### EXERCISE TASK
Copy out the entries below word for word, keeping every line as it stands.

Part of a data file
========================================================================
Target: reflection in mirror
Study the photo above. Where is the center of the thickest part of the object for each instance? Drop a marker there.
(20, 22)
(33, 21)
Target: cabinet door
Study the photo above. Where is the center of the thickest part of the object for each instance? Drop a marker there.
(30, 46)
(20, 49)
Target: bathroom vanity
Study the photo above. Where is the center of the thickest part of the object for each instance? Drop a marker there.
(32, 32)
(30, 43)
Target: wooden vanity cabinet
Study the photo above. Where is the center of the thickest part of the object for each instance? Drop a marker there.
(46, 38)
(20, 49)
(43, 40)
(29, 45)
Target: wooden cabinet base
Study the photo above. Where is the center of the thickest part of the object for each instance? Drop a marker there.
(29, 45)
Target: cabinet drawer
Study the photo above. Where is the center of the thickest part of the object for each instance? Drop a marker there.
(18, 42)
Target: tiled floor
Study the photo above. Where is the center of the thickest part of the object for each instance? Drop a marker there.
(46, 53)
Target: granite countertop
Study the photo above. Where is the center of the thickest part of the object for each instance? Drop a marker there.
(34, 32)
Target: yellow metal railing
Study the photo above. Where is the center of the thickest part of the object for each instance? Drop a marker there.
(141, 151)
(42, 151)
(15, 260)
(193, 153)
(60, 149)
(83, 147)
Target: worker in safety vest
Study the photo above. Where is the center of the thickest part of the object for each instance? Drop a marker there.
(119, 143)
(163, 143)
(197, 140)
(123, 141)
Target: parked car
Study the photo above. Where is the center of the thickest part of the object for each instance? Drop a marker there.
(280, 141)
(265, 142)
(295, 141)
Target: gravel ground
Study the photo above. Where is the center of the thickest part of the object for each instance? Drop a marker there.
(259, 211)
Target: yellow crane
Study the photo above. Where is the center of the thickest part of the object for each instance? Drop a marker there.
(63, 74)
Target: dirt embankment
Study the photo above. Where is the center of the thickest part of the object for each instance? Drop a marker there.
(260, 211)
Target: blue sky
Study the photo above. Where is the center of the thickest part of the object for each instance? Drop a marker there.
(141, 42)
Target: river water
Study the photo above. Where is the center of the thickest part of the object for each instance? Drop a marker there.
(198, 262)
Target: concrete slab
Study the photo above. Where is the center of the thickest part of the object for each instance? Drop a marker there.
========================================================================
### REPLY TO THE EXERCISE
Target: reflection in mirror
Study the photo above. Where is the center of the thickest part of the object for each instance? Drop a marker there.
(20, 22)
(33, 21)
Target: cabinet door
Study the photo above. Where is the center of the thickest part of the object for each instance? Drop a marker there.
(30, 46)
(20, 49)
Target: bathroom vanity
Study the photo above. Where is the center of the thickest part of the object for each instance? Drop a marker there.
(32, 32)
(30, 43)
Target: wooden vanity cabinet
Study the photo above. Where is the center of the thickest part of the object for each instance? Drop a marker there.
(46, 38)
(20, 49)
(43, 40)
(29, 45)
Target: wooden cabinet base
Study the photo above. Where is the center of the thickest part of the object for each instance? Drop a marker there.
(29, 45)
Target: cabinet drawer
Study the photo above. Where is the center of the thickest part of the object for each instance? Drop a marker there.
(18, 42)
Target: tiled floor
Study the photo above. Where is the center of the thickest part of the object for each instance? Drop a marker there.
(46, 53)
Target: granite countertop
Study the photo above. Where is the center of the thickest part of the object for each instance? Drop a marker there.
(34, 32)
Target: yellow metal railing
Study the photo above. Where is the center of the thickest part of the object for each instance? Drop a marker there.
(141, 151)
(42, 151)
(15, 260)
(193, 153)
(60, 149)
(83, 147)
Target: worker in safety vest
Study the photo above. Where is the center of the thickest part of the object for each instance? Drop a marker there.
(119, 143)
(163, 143)
(197, 140)
(123, 141)
Target: parked car
Study the photo above. Where is the center of the thickest part of the object for each instance? Drop a marker there.
(280, 141)
(265, 142)
(295, 141)
Target: gravel ground
Study the photo above. Where is the center of the thickest part of the object for each instance? Drop a marker there.
(259, 211)
Target: yellow crane
Study the photo above. Where is the center of the thickest part of the object for each instance? Drop a marker there.
(63, 74)
Target: dirt embankment
Study the photo above. Where is the center of the thickest part of the object for each instance? Drop a marker there.
(260, 211)
Target: blue sky
Study the photo above. Where is the center of the thickest part of the object for each instance? Drop a marker there.
(141, 42)
Target: river water
Study the photo above. Where is the center of the thickest part of the object for each instance? Drop a marker there.
(198, 262)
Target: concrete slab
Study the photo above. Where is the center of the thickest part of the object for each instance? Drop a marker there.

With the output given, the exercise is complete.